━━━ Input data ━━━

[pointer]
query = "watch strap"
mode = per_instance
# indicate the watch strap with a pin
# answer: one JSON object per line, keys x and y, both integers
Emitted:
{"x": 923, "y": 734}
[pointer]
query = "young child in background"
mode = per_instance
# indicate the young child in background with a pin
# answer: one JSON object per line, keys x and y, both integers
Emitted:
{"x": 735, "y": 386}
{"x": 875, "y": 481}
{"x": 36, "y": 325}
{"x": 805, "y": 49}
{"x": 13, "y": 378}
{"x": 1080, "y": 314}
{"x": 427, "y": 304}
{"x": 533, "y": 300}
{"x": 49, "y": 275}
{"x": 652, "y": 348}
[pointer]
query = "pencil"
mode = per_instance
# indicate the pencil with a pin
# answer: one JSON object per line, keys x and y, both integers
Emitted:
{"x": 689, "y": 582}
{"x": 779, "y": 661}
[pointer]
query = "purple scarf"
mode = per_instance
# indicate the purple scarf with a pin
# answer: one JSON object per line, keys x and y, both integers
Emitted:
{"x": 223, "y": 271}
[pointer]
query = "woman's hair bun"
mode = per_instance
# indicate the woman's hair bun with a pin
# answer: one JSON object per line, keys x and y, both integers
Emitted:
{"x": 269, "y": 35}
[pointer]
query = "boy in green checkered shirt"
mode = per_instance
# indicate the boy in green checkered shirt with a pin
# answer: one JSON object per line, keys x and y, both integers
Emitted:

━━━

**What you should do**:
Report every line in the entries above that contains the word "purple".

**Solution below**:
query = "purple scarf"
# indicate the purple scarf with a pin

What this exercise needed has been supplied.